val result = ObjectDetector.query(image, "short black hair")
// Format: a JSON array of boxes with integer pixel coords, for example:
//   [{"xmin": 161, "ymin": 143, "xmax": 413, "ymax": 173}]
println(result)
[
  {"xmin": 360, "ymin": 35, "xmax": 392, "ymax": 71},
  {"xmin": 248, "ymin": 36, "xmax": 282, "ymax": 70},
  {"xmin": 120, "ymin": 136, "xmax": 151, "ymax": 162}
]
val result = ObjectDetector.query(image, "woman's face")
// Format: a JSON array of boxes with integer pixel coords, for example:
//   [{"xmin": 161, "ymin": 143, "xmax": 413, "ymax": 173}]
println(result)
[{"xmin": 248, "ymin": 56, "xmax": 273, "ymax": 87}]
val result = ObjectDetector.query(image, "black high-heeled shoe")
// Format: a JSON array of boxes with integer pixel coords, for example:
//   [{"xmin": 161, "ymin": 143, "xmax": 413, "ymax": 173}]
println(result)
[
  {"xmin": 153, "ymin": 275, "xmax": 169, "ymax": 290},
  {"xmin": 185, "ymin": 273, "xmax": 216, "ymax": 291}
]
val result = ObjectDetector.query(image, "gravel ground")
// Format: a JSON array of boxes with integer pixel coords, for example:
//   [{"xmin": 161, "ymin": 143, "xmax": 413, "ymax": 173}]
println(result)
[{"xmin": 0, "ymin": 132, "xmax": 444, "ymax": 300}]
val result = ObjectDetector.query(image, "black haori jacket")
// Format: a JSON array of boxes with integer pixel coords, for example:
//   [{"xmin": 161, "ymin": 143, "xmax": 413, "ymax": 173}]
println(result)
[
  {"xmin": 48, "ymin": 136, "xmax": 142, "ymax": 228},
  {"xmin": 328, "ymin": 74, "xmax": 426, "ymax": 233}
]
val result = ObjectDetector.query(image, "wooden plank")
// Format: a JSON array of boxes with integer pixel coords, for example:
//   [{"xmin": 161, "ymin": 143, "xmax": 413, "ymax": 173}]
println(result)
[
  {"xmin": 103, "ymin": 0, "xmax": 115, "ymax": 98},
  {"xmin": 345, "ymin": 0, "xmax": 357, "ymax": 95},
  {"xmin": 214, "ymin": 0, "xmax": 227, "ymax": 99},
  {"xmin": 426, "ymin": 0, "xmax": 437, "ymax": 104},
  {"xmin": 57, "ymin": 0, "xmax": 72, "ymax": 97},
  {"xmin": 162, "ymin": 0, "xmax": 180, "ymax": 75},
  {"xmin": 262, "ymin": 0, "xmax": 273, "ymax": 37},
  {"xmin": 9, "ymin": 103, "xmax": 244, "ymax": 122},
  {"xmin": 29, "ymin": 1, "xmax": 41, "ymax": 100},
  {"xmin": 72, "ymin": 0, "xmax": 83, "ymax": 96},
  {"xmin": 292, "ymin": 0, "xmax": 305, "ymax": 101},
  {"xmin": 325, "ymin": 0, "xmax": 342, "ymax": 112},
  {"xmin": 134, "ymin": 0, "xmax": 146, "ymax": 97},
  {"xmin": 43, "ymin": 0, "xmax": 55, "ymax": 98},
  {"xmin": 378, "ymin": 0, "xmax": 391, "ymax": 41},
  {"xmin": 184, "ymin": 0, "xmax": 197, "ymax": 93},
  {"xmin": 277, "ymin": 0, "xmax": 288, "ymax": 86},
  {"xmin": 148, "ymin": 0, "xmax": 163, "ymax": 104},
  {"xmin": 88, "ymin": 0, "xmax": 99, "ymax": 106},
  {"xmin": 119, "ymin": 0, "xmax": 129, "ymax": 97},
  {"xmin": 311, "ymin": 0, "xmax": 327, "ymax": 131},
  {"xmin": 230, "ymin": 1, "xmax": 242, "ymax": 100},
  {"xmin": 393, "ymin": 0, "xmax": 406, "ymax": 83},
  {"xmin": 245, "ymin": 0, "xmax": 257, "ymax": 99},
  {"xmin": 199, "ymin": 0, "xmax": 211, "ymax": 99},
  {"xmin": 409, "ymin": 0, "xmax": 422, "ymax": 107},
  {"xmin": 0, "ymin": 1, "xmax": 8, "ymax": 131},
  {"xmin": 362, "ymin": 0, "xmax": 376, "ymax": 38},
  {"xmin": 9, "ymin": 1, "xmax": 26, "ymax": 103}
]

§

- [Exercise details]:
Exactly reproduce every line found in the records.

- [Exercise result]:
val result = ObjectDetector.query(image, "short black hair")
// Format: a JSON array of boxes with integer pixel coords, for example:
//   [{"xmin": 161, "ymin": 143, "xmax": 413, "ymax": 173}]
println(result)
[
  {"xmin": 360, "ymin": 35, "xmax": 392, "ymax": 71},
  {"xmin": 248, "ymin": 36, "xmax": 282, "ymax": 70},
  {"xmin": 120, "ymin": 136, "xmax": 151, "ymax": 162}
]
val result = ObjectDetector.query(image, "woman's face")
// Format: a JSON array of boxes with integer pixel coords, for example:
//   [{"xmin": 161, "ymin": 143, "xmax": 413, "ymax": 173}]
println(result)
[{"xmin": 248, "ymin": 56, "xmax": 273, "ymax": 87}]
val result = ObjectDetector.query(image, "black high-heeled shoe")
// Format: a JSON array of boxes with integer pixel coords, for example:
//   [{"xmin": 161, "ymin": 143, "xmax": 413, "ymax": 173}]
println(result)
[
  {"xmin": 153, "ymin": 275, "xmax": 169, "ymax": 290},
  {"xmin": 185, "ymin": 273, "xmax": 216, "ymax": 291}
]
val result = ObjectDetector.query(image, "gravel ground")
// Format: a JSON array of boxes with integer pixel coords, for example:
//   [{"xmin": 161, "ymin": 143, "xmax": 413, "ymax": 173}]
println(result)
[{"xmin": 0, "ymin": 132, "xmax": 444, "ymax": 300}]
val result = ObjectDetector.query(image, "black haori jacket")
// Format: a JSON array of boxes with integer pixel coords, for example:
//   [{"xmin": 161, "ymin": 143, "xmax": 413, "ymax": 173}]
println(result)
[
  {"xmin": 48, "ymin": 136, "xmax": 142, "ymax": 228},
  {"xmin": 328, "ymin": 74, "xmax": 426, "ymax": 233}
]
val result = ObjectDetector.query(image, "wooden plank")
// Format: a JSON array of boxes with integer pixel coords, for example:
//   [{"xmin": 161, "ymin": 143, "xmax": 413, "ymax": 173}]
println(result)
[
  {"xmin": 103, "ymin": 0, "xmax": 115, "ymax": 98},
  {"xmin": 345, "ymin": 0, "xmax": 357, "ymax": 95},
  {"xmin": 214, "ymin": 0, "xmax": 227, "ymax": 99},
  {"xmin": 426, "ymin": 0, "xmax": 437, "ymax": 104},
  {"xmin": 57, "ymin": 0, "xmax": 72, "ymax": 97},
  {"xmin": 162, "ymin": 0, "xmax": 180, "ymax": 75},
  {"xmin": 262, "ymin": 0, "xmax": 273, "ymax": 37},
  {"xmin": 9, "ymin": 103, "xmax": 244, "ymax": 122},
  {"xmin": 29, "ymin": 1, "xmax": 41, "ymax": 100},
  {"xmin": 72, "ymin": 0, "xmax": 83, "ymax": 96},
  {"xmin": 292, "ymin": 0, "xmax": 305, "ymax": 101},
  {"xmin": 325, "ymin": 0, "xmax": 342, "ymax": 112},
  {"xmin": 134, "ymin": 0, "xmax": 146, "ymax": 97},
  {"xmin": 43, "ymin": 0, "xmax": 55, "ymax": 98},
  {"xmin": 378, "ymin": 0, "xmax": 391, "ymax": 41},
  {"xmin": 184, "ymin": 0, "xmax": 197, "ymax": 93},
  {"xmin": 277, "ymin": 0, "xmax": 288, "ymax": 86},
  {"xmin": 148, "ymin": 0, "xmax": 163, "ymax": 104},
  {"xmin": 88, "ymin": 0, "xmax": 99, "ymax": 106},
  {"xmin": 119, "ymin": 0, "xmax": 129, "ymax": 97},
  {"xmin": 311, "ymin": 0, "xmax": 327, "ymax": 131},
  {"xmin": 230, "ymin": 1, "xmax": 242, "ymax": 100},
  {"xmin": 393, "ymin": 0, "xmax": 406, "ymax": 83},
  {"xmin": 245, "ymin": 0, "xmax": 257, "ymax": 99},
  {"xmin": 199, "ymin": 0, "xmax": 211, "ymax": 99},
  {"xmin": 409, "ymin": 0, "xmax": 422, "ymax": 107},
  {"xmin": 0, "ymin": 1, "xmax": 8, "ymax": 131},
  {"xmin": 362, "ymin": 0, "xmax": 376, "ymax": 38},
  {"xmin": 9, "ymin": 1, "xmax": 26, "ymax": 103}
]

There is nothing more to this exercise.